EXTRACT PROVIDED: Begin
CCI Community Care – helping society’s most vulnerable

27 Jul 2020


Chernobyl Children International supports families with children who suffer from life-limiting illnesses and disabilities to deliver therapeutic and personal services in the loving care of their family homes through our Community Hospice Programme.  This invaluable Programme makes our work all the more rewarding and reminds us that ‘Hospice is not about Death but about Life.’ Achieving the best possible quality of life for a child in his or her last months of life is a tremendous achievement of CCI’s Hospice Programme.

Each family on the Programme is assigned a palliative care team comprised of a doctor, nurse, social worker and psychologist.  The team makes home visits to supervise the child’s care, provides medication and supplies at no cost and evaluates the social and emotional needs of all family members.  Multi-disciplinary teams also provide physiotherapy and therapeutic massage to ensure that the children are in as little pain as possible.  Four year old Sasha and eleven year old Valera are just two young children who have benefitted from the service this Programme provides to the community.

Sasha was born with a rare form of spinal atrophy.  This disease is especially hard to endure as it affects the body, but not the brain.  Little Sasha has no mental disability but sadly, is trapped in her body.  Her prognosis is extremely poor.   Just 95% of stricken children will not live to see 2 years old. Sasha is one of the lucky ones who got to celebrate four birthdays. She can’t move or speak, but she is fully alert and very bright. She communicates with her mother through blinking.

Sasha is an extraordinary girl, but tragically, she is an example of Chernobyl Lineage which is the passing the effects of Chernobyl from generation to generation. She is what we call the ‘Granddaughter of Chernobyl’ because both of her parents were also children deeply affected by Chernobyl. Her Mama, Lena’s own health isn’t great and she has had to have her Thyroid gland removed as it was cancerous.  Since the operation, she continues to suffer from further cancers. Health problems coupled with a lack of income from providing full-time care for her daughter means that Lena finds the days difficult. She is glad of the support and camaraderie that she receives on CCI’s Hospice and Community Care Programme – especially in recent times where Covid-19  has swept the globe leaving many vulnerable people stranded and isolated.  Connecting with people in Lena’s position makes our work all the more fulfilling.
EXTRACT PROVIDED: End
**TO DO:**
1. Which professionals make up the palliative care team that the article on CCI's Community Hospice Programme says each family is assigned?
2. Can you carry the article on CCI's Community Hospice Programme further, starting after its last sentence?
The records aren't needed for any of this.
DATASET EXTRACT: Begin
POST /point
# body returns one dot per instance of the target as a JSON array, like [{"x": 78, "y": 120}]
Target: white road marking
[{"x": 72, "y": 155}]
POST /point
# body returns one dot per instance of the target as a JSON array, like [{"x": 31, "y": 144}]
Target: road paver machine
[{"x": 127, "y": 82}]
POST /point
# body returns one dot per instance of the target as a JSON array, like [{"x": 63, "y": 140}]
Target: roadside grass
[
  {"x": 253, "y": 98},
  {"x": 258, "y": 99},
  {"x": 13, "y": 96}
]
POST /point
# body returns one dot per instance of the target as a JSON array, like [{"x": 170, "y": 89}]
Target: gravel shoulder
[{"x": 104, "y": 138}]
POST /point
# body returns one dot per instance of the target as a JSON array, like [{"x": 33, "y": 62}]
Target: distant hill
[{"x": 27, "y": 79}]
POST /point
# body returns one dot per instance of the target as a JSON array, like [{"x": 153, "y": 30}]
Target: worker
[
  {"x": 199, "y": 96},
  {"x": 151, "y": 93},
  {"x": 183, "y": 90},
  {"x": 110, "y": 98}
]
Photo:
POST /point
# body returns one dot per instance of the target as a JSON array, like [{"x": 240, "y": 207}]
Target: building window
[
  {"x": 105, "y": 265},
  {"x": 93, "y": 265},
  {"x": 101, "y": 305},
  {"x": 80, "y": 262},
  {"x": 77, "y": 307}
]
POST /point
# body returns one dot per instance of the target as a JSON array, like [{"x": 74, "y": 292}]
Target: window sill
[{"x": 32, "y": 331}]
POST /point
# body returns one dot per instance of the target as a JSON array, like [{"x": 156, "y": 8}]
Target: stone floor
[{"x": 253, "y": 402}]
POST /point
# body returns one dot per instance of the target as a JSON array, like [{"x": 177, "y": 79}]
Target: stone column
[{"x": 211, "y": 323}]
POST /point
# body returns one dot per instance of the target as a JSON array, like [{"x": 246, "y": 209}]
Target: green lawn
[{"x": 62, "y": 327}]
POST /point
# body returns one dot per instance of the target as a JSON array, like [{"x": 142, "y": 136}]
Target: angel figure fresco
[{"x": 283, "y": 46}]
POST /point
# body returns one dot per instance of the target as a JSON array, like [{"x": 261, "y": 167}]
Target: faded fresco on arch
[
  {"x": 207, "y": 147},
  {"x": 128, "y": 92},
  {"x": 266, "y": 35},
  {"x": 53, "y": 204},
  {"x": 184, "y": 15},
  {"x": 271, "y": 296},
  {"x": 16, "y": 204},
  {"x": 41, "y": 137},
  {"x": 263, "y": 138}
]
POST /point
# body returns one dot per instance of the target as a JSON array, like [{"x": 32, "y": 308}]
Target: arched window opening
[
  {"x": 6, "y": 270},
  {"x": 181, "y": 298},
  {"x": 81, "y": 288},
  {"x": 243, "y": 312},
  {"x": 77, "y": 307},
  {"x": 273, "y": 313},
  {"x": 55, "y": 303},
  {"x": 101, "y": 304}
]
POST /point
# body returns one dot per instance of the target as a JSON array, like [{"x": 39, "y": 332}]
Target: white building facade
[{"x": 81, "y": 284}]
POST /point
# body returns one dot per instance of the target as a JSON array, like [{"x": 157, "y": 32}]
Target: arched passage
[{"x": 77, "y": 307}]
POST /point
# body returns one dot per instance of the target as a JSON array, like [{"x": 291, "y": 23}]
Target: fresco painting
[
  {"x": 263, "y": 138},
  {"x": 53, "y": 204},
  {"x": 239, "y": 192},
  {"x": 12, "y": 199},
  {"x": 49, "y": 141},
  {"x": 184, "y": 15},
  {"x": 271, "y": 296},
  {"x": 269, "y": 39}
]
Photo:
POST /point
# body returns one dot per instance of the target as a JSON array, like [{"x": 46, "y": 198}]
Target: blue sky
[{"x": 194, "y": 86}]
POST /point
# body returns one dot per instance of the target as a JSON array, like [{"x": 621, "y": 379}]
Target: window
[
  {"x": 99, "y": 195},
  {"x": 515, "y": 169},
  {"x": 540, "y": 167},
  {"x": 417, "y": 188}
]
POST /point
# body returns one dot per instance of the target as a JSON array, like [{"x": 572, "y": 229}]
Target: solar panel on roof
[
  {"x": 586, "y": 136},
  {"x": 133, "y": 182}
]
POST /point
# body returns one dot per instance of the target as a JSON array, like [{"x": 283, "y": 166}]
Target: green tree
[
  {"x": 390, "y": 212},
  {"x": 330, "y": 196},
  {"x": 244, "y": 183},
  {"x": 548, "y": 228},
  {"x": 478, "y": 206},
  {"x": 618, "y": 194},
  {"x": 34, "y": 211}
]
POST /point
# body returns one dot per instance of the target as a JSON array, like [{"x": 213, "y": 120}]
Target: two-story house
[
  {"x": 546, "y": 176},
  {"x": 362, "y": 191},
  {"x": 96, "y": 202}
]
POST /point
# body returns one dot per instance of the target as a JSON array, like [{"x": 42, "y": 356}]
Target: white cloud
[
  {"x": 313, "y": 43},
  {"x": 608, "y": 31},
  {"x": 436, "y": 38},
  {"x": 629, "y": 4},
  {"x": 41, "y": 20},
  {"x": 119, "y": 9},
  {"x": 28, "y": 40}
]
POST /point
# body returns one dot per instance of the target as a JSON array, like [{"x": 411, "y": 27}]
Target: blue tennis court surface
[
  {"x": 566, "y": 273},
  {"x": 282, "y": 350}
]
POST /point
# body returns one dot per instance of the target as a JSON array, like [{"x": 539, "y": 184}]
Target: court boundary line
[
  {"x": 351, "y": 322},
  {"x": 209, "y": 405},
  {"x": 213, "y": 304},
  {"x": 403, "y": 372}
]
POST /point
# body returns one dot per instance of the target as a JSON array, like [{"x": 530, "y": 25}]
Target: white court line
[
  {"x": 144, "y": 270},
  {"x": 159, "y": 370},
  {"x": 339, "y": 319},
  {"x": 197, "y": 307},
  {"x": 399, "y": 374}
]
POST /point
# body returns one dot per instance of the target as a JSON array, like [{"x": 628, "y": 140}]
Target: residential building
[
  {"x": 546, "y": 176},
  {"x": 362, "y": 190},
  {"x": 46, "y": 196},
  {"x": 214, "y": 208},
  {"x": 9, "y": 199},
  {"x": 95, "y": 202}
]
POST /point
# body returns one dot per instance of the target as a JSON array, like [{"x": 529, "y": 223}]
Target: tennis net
DATASET EXTRACT: End
**EXPECTED RESPONSES:**
1. A doctor, a nurse, a social worker and a psychologist.

2.
Beautiful Valera is another of Chernobyl’s unwilling victims. She is only 11 years old but already her life is extremely difficult. She has cerebral palsy, scoliosis and an extremely painful inguinal hernia.  She lives in a small house with a large family and her living conditions are extremely poor.  Valera’s Grandmother is Valera’s main carer but given her age and the struggle of recent times, she is finding it very difficult to cope.  The family are struggling to afford Valera’s medication and her condition has deteriorated rapidly in recent months.  A recent visit from Chernobyl Children International’s frontline worker Yulia helped to alleviate the family’s distress and offered hope and a helping hand at a time which has been incredibly difficult for so many people around the world.  This is what CCI’s Hospice and Community Care Programme is all about… ‘offering people hope to live.’

As part of the development of our Community Care Programme, CCI also upskills and trains local therapeutic professionals to design support plans for each family and complete a needs assessment for each child. Daily and weekly therapeutic and nursing visits, monitoring and social supports make it possible for these high-risk families to stay together as a unit.

CCI employs 16 healthcare professionals in this programme, all of whom have been delivering over and above to these families as the Coronavirus Crisis unfolds. We wish to acknowledge their formidable work at this difficult time and to thank them for their extraordinary effort.